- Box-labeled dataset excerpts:
+ + + + +

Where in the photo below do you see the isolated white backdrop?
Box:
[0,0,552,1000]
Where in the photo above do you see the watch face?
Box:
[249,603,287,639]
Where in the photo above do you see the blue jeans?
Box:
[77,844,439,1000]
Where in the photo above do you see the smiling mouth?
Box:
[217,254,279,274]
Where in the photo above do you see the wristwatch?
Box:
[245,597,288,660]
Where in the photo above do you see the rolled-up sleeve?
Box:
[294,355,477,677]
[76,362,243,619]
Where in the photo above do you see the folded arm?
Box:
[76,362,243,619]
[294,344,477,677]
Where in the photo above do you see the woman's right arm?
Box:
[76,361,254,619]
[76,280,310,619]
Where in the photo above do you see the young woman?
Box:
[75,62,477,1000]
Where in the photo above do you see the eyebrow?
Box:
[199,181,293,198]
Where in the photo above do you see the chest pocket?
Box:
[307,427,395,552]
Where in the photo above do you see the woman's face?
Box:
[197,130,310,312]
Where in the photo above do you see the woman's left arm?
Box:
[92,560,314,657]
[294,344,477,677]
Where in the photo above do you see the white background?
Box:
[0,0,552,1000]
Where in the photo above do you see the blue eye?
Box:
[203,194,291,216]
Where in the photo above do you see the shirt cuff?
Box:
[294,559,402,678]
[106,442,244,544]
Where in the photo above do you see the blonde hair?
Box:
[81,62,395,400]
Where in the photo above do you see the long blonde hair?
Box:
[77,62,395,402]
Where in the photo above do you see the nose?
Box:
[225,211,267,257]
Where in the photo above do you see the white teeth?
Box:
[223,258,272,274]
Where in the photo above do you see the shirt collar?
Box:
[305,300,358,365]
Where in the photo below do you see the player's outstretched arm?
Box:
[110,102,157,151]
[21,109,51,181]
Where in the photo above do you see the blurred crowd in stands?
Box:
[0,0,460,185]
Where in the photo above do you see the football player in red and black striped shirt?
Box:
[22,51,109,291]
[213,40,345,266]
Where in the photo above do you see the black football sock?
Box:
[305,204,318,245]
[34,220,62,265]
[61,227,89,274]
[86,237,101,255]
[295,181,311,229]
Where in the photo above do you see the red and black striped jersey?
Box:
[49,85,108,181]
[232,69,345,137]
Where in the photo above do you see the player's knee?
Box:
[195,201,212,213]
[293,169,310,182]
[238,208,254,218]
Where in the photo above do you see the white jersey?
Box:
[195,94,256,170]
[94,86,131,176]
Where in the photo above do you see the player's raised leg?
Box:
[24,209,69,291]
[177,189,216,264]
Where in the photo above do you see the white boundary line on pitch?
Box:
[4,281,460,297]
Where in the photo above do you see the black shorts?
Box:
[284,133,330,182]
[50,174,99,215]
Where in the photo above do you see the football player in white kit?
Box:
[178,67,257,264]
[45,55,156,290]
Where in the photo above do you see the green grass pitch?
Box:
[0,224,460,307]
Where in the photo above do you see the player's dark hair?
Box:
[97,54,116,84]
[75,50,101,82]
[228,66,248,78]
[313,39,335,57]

+ + + + +

Extract, word for word, the lines running from the one containing "Where in the photo above do you see the white jersey?" through the final line of the dataset excerpts, both ends included.

- Response:
Where in the photo above do you see the white jersey?
Box:
[195,94,256,170]
[94,86,131,176]
Where in the photo above do you see the player's raised leg?
Box:
[24,209,69,291]
[177,189,216,264]
Where in the photo above do you see the white boundary line on pitch?
Box:
[4,281,460,297]
Where in the photo above do you see the black shorts?
Box:
[284,133,330,182]
[50,174,99,215]
Where in the photo above do you see the football player in white kit?
Box:
[178,67,257,264]
[45,55,156,290]
Where in the photo above do you see the green grass pitch?
Box:
[0,224,460,307]
Where in the photo above do you see the player's dark hair?
Box:
[97,54,116,84]
[75,50,101,82]
[228,66,248,78]
[313,39,335,57]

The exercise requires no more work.